#### [Task objective]
Give the records again, every one, exactly.

(Saved entries)
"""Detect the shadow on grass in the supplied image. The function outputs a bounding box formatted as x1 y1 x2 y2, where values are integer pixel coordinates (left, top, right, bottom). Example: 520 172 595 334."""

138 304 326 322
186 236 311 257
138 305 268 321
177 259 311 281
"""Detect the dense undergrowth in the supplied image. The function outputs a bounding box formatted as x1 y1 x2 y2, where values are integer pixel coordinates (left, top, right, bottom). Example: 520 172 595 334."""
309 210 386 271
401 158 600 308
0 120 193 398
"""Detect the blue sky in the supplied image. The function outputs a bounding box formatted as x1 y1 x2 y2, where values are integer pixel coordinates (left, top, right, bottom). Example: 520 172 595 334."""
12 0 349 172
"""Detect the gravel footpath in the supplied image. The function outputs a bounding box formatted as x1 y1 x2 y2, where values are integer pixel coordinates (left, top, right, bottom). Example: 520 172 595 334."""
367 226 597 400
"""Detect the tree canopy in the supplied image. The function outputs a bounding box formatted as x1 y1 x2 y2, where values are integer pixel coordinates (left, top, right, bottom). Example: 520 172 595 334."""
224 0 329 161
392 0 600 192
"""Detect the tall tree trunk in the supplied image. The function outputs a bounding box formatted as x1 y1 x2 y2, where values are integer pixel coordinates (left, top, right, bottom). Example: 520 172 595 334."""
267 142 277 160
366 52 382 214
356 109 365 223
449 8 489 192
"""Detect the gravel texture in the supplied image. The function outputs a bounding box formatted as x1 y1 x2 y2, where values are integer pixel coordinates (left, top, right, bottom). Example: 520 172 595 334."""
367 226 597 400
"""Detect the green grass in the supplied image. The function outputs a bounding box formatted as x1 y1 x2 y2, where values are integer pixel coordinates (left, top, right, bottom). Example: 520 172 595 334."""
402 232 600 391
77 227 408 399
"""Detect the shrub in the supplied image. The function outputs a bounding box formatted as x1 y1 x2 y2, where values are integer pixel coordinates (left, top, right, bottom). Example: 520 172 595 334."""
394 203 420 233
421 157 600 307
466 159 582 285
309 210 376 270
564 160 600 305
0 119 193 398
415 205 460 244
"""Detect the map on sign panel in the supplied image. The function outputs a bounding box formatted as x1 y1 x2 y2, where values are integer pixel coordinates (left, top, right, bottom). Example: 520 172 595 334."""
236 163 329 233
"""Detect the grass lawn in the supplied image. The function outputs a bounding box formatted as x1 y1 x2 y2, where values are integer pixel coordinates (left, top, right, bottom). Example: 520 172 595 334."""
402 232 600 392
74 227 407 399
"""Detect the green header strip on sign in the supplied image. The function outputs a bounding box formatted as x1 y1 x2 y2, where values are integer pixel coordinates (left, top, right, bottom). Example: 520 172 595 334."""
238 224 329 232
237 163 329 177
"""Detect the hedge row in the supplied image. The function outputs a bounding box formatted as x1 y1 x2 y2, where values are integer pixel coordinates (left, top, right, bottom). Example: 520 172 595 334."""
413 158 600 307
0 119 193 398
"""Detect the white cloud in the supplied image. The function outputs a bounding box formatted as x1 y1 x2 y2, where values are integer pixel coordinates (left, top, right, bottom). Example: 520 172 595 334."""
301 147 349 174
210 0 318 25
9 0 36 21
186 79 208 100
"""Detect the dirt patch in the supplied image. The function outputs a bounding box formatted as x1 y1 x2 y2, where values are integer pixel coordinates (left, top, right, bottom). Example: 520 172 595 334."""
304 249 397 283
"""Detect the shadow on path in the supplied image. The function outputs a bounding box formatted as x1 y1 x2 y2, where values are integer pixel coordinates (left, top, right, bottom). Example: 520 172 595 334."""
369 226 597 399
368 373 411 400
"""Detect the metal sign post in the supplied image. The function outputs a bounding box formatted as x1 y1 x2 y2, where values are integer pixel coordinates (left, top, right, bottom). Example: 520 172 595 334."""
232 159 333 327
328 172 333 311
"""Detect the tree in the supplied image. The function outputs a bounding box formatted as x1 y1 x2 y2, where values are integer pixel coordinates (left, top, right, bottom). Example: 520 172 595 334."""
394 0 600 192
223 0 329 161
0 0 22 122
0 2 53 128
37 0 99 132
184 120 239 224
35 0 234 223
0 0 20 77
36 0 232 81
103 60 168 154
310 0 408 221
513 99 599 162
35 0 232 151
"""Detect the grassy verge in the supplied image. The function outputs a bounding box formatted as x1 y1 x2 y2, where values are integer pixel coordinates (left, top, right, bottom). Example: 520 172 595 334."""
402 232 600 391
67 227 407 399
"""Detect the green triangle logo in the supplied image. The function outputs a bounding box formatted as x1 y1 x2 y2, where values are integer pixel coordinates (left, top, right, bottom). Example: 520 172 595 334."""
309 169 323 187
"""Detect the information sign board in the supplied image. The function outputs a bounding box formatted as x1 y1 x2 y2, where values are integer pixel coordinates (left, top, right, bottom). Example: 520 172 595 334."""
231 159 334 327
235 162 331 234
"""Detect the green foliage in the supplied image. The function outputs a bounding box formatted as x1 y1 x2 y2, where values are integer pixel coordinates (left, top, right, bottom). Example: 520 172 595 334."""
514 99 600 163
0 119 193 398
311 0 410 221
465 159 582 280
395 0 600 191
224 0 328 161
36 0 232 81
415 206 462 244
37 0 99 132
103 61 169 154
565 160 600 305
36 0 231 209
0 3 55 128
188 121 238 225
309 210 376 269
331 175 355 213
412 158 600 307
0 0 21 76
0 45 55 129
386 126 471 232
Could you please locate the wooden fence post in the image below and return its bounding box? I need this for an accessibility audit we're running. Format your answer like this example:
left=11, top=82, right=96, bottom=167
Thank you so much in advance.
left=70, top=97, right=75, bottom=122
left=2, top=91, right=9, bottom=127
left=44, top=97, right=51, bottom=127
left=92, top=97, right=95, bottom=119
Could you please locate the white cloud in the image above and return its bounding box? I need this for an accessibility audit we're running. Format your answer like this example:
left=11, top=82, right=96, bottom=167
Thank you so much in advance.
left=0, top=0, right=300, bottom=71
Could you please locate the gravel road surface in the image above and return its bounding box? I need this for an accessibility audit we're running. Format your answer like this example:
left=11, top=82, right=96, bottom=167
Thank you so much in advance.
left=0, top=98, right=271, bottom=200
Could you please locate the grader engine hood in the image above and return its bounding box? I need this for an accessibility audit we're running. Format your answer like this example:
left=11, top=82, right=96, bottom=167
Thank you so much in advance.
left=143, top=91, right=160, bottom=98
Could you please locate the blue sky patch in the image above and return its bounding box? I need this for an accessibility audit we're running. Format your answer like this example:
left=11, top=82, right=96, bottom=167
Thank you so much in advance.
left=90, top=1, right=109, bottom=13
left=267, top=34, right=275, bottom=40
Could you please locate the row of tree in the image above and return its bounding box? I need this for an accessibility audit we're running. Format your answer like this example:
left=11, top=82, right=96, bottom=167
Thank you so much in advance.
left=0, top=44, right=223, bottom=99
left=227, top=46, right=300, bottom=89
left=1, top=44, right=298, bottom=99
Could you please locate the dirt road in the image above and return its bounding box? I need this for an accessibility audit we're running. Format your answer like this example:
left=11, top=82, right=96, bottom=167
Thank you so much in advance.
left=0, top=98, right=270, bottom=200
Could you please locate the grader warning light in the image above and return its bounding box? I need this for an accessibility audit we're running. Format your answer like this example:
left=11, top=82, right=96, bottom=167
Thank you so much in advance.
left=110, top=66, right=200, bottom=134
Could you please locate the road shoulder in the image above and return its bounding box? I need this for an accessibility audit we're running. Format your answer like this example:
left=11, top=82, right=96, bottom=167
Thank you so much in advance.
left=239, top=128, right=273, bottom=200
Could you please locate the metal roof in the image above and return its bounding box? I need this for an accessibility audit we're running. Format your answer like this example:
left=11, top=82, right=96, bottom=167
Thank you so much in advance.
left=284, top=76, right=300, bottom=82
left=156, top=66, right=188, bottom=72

#### [Exercise answer]
"""Detect the shadow on grass in the supplied image. The function outputs a bounding box formatted as x1 y1 x2 y2, where values are integer pixel coordinates (left, top, right, bottom). Example: 520 172 595 334."""

138 304 326 322
186 236 311 257
138 305 268 321
177 259 311 281
"""Detect the dense undergrowth in the supplied image. The function outputs a bounding box formatted as x1 y1 x2 y2, where values are integer pixel coordinates (left, top, right, bottom). Example: 520 172 595 334."""
309 210 386 271
401 158 600 308
0 120 193 398
"""Detect the blue sky in the supplied image. The function outputs a bounding box formatted as x1 y1 x2 y2, where values are integer pixel coordinates (left, top, right, bottom). Example: 520 172 595 334."""
12 0 349 172
"""Detect the gravel footpath in the supplied image. The function outputs a bounding box formatted as x1 y1 x2 y2, where values are integer pixel coordinates (left, top, right, bottom). Example: 520 172 595 334."""
367 226 597 400
"""Detect the tree canopy in the supplied image. The function outputs a bounding box formatted as x1 y1 x2 y2, where values are integer pixel coordinates (left, top, right, bottom). Example: 520 172 595 334."""
224 0 329 161
392 0 600 192
"""Detect the tall tree trunk in the supplied image. The function outputs a bounding box formatted as x1 y1 x2 y2, where values are integer pixel coordinates (left, top, right, bottom). Example: 520 172 595 334."""
267 142 277 160
366 52 382 214
356 109 365 223
449 8 489 192
"""Detect the gravel texture in the supplied image. The function outputs a bounding box formatted as x1 y1 x2 y2, where values are integer pixel coordinates (left, top, right, bottom). Example: 520 172 595 334."""
367 226 597 400
"""Detect the green grass in the supplied image. The function outputs a bounding box formatted as x1 y1 x2 y2, where values are integer pixel coordinates (left, top, right, bottom). Example: 520 172 595 334."""
402 232 600 391
77 227 408 399
"""Detect the shrub in the supplied image. The function outputs a bounding box formatted as x1 y1 x2 y2, where values are integer pixel coordinates (left, top, right, bottom). Example: 520 172 595 334."""
394 203 420 233
421 157 600 307
466 159 582 285
309 210 376 270
564 160 600 305
0 119 193 398
415 205 460 244
"""Detect the map on sign panel in the supplied image. The function outputs a bounding box formatted as x1 y1 x2 y2, where values are integer pixel coordinates (left, top, right, bottom). Example: 520 172 595 334."""
236 163 329 233
"""Detect the grass lawn in the supplied image. The function outputs a bounding box formatted as x1 y1 x2 y2, where values are integer pixel coordinates (left, top, right, bottom). Example: 520 172 595 334."""
402 232 600 392
74 227 407 399
"""Detect the green header strip on sign in the supplied image. The function outputs a bounding box formatted as x1 y1 x2 y2, where values are integer pixel coordinates (left, top, right, bottom). Example: 520 172 595 334."""
238 224 329 232
237 163 329 177
"""Detect the hedge row in the supplied image. The function outputs a bounding box formatted as x1 y1 x2 y2, where values are integer pixel coordinates (left, top, right, bottom). Example: 520 172 595 334."""
413 158 600 307
0 119 193 398
"""Detect the white cloud in the supplied image. The function outputs a bounding box formatted as x1 y1 x2 y2, where values are integer pixel coordinates (left, top, right, bottom). Example: 520 172 595 334."""
301 147 349 174
210 0 318 25
9 0 36 21
186 79 208 100
"""Detect the dirt patch in the supplied image. The function outputs a bounding box formatted as x1 y1 x2 y2, where values are integer pixel coordinates (left, top, right, bottom). Example: 520 172 595 334."""
304 249 397 283
"""Detect the shadow on path in the supplied image. The function outputs a bounding box formatted as x1 y1 x2 y2, where values are integer pixel coordinates (left, top, right, bottom). Example: 520 172 595 334."""
369 226 597 399
368 373 411 400
"""Detect the metal sign post in the supplied image. The function outputs a bounding box formatted as x1 y1 x2 y2, where values are integer pixel coordinates (left, top, right, bottom). Example: 520 172 595 334."""
232 159 333 327
328 172 333 311
"""Detect the tree in the supplied image. The function outputs a bounding box formatted as x1 y1 x2 y2, where values are integer pixel coordinates (left, top, right, bottom). Example: 520 172 595 334."""
394 0 600 192
223 0 329 161
0 0 22 122
0 2 53 128
37 0 99 132
184 120 239 224
35 0 234 223
0 0 20 77
36 0 232 81
103 60 168 154
310 0 408 221
513 99 599 162
35 0 232 151
"""Detect the grassy verge in the supplied image. The function outputs a bounding box formatted as x1 y1 x2 y2, where values are integer pixel coordinates (left, top, right, bottom). Example: 520 172 595 334."""
402 232 600 391
67 227 407 399
"""Detect the green triangle logo in the supplied image. The function outputs a bounding box formatted as x1 y1 x2 y2, where values are integer pixel coordinates (left, top, right, bottom). Example: 520 172 595 334."""
309 169 323 187
"""Detect the information sign board in the supplied image. The function outputs a bounding box formatted as x1 y1 x2 y2, where values are integer pixel coordinates (left, top, right, bottom). Example: 520 172 595 334."""
231 159 334 327
235 162 331 234
"""Detect the green foliage in the supplied image. The function outputs a bounding box formatted as x1 y1 x2 y2, where values are integer pixel coordinates (left, top, right, bottom). Example: 520 172 595 334."""
514 99 600 163
0 119 193 398
311 0 410 221
465 159 582 280
395 0 600 191
224 0 328 161
36 0 232 81
415 206 462 244
37 0 99 132
103 61 169 154
565 160 600 305
36 0 231 209
0 3 55 128
188 121 238 225
309 210 376 269
331 175 355 213
412 158 600 307
0 0 21 76
0 45 55 129
386 126 471 232
Could you please locate the wooden fence post in the image below and return its bounding box? I need this for an accessibility audit we're running. Format your answer like this example:
left=11, top=82, right=96, bottom=167
Thank you so much in advance.
left=70, top=97, right=75, bottom=122
left=2, top=91, right=9, bottom=127
left=44, top=97, right=51, bottom=127
left=92, top=97, right=95, bottom=119
Could you please locate the white cloud in the image above and return its bounding box? I need this for an accessibility audit we're running. Format your answer like this example:
left=11, top=82, right=96, bottom=167
Thank you so much in advance.
left=0, top=0, right=300, bottom=71
Could you please locate the gravel road surface in the image above and return its bounding box? I need this for an accessibility audit we're running. Format your answer like this example:
left=11, top=82, right=96, bottom=167
Thank you so much in advance.
left=0, top=98, right=271, bottom=200
Could you please locate the grader engine hood in the image above and return its bounding box? I need this for an accessibility audit we're running. Format your answer like this example:
left=11, top=82, right=96, bottom=167
Thank you so much in advance.
left=143, top=91, right=160, bottom=98
Could you please locate the blue sky patch in the image above and return its bounding box? I need this for an accessibility audit we're running. Format your answer like this example:
left=11, top=82, right=96, bottom=167
Thank you so much in advance.
left=90, top=1, right=109, bottom=13
left=267, top=34, right=275, bottom=40
Could you please locate the row of tree in the image above and return its bounding box? I need this for an accessibility audit we're running. Format your answer like this example:
left=11, top=82, right=96, bottom=167
Thank you so much in advance.
left=0, top=44, right=223, bottom=99
left=227, top=46, right=300, bottom=89
left=1, top=44, right=298, bottom=99
Could you please locate the dirt road in the image above and return its bounding box? I need this for an accessibility audit we're running. Format your answer like this example:
left=11, top=82, right=96, bottom=167
Thank you so much in advance.
left=0, top=98, right=270, bottom=200
Could you please locate the grader warning light in the image above and return its bounding box? I need this for an accessibility audit we're running. Format your answer like this example:
left=11, top=82, right=96, bottom=167
Thank you so much in advance.
left=110, top=66, right=200, bottom=134
Could you please locate the road shoulder in the image above and return its bounding box? I need this for an accessibility audit we're running. Format your answer like this example:
left=11, top=82, right=96, bottom=167
Thank you so much in advance.
left=239, top=128, right=273, bottom=200
Could you please locate the metal roof in the image above and return its bounding box? I need this for an accessibility audit we're running. Format your answer like this example:
left=11, top=82, right=96, bottom=167
Thank you so much in advance.
left=284, top=76, right=300, bottom=82
left=156, top=66, right=188, bottom=72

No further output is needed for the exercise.